● **Tasks and exercises**:
**A)** According to the LATIN interpreter spec, which letters are left out of the character set?
**B)** Pick up the LATIN interpreter spec after its last line and keep writing it.

━━━ Extracted text

Version: 0.2 (Feature-Complete Edition)

Overview

This document defines the absolute minimum feature set for a working LATIN interpreter. The goal is to have the smallest possible language that can still perform basic computation while maintaining the prank spirit of requiring Latin grammar knowledge.

Character Set

  • Only uppercase Roman letters: A-Z (excluding J, U, W as per classical Latin)
  • No whitespace: Programs are continuous strings
  • Newlines: Used only to separate statements

Numbers

Roman Numerals Only:

  • I = 1
  • V = 5
  • X = 10
  • L = 50
  • C = 100
  • D = 500
  • M = 1000

Standard Roman numeral rules apply:

  • Additive: VI = 6, XV = 15
  • Subtractive: IV = 4, IX = 9, XL = 40, XC = 90, CD = 400, CM = 900

Comments

Comments begin with a semicolon (;) and extend to the end of the line.

  • Comments are completely ignored by the parser
  • They do not affect tokenization or execution
  • Useful for explaining Latin grammar choices and variable meanings

Example:

SITNUMERUS     ; declare NUMERUS (number)
NUMERUSESTX    ; assign 10 to NUMERUS

Keywords (Extended Set)

Core keywords:

  1. SIT - Variable declaration ("let it be")

━━━━━━
━━━ Provided information

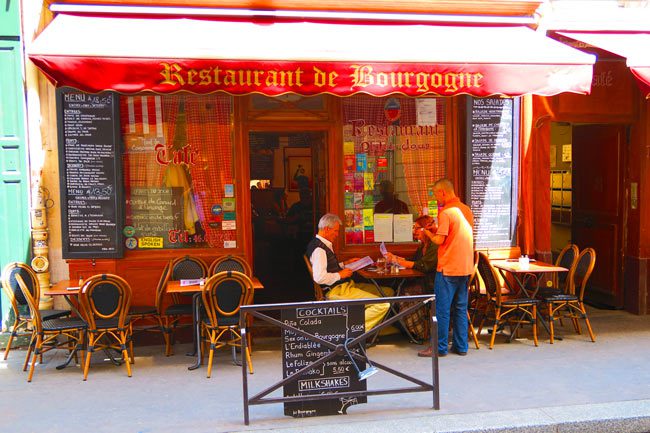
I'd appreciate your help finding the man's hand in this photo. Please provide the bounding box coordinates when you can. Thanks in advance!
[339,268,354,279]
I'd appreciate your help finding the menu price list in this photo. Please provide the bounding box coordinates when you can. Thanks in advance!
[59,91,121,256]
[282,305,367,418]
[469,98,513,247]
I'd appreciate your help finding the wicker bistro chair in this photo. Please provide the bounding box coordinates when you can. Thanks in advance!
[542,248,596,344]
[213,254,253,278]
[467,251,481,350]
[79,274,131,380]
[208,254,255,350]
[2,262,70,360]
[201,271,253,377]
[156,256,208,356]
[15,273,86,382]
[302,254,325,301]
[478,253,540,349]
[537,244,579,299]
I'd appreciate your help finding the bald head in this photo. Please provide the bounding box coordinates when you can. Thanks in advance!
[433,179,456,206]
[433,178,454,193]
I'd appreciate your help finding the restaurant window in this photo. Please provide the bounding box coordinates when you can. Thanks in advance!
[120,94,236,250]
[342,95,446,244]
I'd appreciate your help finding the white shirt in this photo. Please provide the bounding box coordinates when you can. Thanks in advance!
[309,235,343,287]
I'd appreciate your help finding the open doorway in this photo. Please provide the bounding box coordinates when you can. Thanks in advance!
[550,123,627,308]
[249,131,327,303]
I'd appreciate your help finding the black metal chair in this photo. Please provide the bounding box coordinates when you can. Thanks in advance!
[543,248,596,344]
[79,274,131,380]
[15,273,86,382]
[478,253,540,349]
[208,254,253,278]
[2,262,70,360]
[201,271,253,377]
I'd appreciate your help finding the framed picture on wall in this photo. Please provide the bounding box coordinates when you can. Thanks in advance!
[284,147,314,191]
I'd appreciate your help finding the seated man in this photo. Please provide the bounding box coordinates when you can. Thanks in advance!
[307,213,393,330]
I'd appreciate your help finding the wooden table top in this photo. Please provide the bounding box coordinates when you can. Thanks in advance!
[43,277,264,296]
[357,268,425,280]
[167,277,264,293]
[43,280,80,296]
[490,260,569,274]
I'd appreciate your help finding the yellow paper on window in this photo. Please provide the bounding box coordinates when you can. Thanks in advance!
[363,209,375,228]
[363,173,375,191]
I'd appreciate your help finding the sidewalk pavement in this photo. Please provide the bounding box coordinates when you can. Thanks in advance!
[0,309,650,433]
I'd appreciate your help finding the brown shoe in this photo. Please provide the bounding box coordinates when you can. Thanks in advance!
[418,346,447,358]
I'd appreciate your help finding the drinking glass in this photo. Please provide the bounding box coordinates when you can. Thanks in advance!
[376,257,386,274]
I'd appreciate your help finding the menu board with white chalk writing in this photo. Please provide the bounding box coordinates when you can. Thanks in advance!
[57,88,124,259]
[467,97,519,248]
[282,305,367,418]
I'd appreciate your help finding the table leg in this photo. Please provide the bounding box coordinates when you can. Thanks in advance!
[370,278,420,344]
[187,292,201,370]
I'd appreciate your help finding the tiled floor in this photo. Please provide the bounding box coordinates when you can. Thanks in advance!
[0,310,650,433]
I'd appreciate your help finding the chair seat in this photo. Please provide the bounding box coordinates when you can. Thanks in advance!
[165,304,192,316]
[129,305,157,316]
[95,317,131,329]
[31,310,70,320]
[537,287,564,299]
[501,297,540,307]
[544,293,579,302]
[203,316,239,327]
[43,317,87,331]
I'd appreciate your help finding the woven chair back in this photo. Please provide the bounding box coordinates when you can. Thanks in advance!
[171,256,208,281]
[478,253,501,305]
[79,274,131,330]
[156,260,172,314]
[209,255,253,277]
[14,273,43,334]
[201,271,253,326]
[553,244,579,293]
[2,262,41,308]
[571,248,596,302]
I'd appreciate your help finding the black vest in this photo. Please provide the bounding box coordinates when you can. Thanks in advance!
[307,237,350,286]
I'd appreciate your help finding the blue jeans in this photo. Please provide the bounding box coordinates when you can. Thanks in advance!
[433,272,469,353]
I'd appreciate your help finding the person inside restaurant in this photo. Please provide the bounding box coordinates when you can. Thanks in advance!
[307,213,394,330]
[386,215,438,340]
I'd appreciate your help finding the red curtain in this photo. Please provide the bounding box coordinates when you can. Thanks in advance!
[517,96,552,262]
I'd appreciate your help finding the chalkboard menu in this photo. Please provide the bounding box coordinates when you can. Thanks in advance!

━━━━━━

● **Expected results**:
**A)** J, U, and W.

**B)**
  2. EST - Assignment/comparison ("is")
  3. SI - Conditional ("if")
  4. FINIS - End block ("end")
  5. SCRIBE - Output ("write")

Additional keywords: 6. DUM - While loop ("while") 7. ALITER - Else clause ("otherwise") 8. FAC - Function declaration ("do/make") 9. REDDO - Return value ("give back") 10. AVDI - Log to stderr ("listen/hear") 11. NOTA - Debug log to stderr ("note/mark") 12. LEGE - Read input ("read") 13. IACE - Throw exception ("throw") 14. CAPE - Catch exception ("catch")

Operations (Extended Set)

Arithmetic operations:

  1. ADDE - Addition ("add")
    • Usage: ADDE[accusative][dative] - "add [accusative] to [dative]"
  2. DEME - Subtraction ("subtract")
    • Usage: DEME[accusative][ablative] - "subtract [accusative] from [ablative]"
  3. DUC - Multiplication ("lead/multiply")
    • Usage: DUC[accusative][ablative] - "multiply [accusative] by [ablative]"
  4. DIVIDE - Division ("divide")
    • Usage: DIVIDE[accusative][ablative] - "divide [accusative] by [ablative]"

Comparison operations: 5. AEQUAT - Equals comparison ("equals") 6. MAIOR - Greater than ("greater") 7. MINOR - Less than ("lesser")

String operations (on string variables): 8. INCIPIT - Starts with ("begins") 9. DESINIT - Ends with ("ends") 10. CONTINET - Contains ("contains") 11. INDEX - Find position ("index")

Note: String operations use the genitive case for the search pattern

Grammar Rules

Variable Names

  • Must be valid Latin nouns
  • Must be from the five Latin declensions
  • Must decline properly by case:
    • Nominative: subject, left side of assignment
    • Accusative: direct object, the thing being acted upon
    • Dative: indirect object, "to" or "for" (used with ADDE)
    • Ablative: "from" or "by means of" (used with DEME, DUC, DIVIDE)
    • Genitive: possession, "of" (used for struct field access)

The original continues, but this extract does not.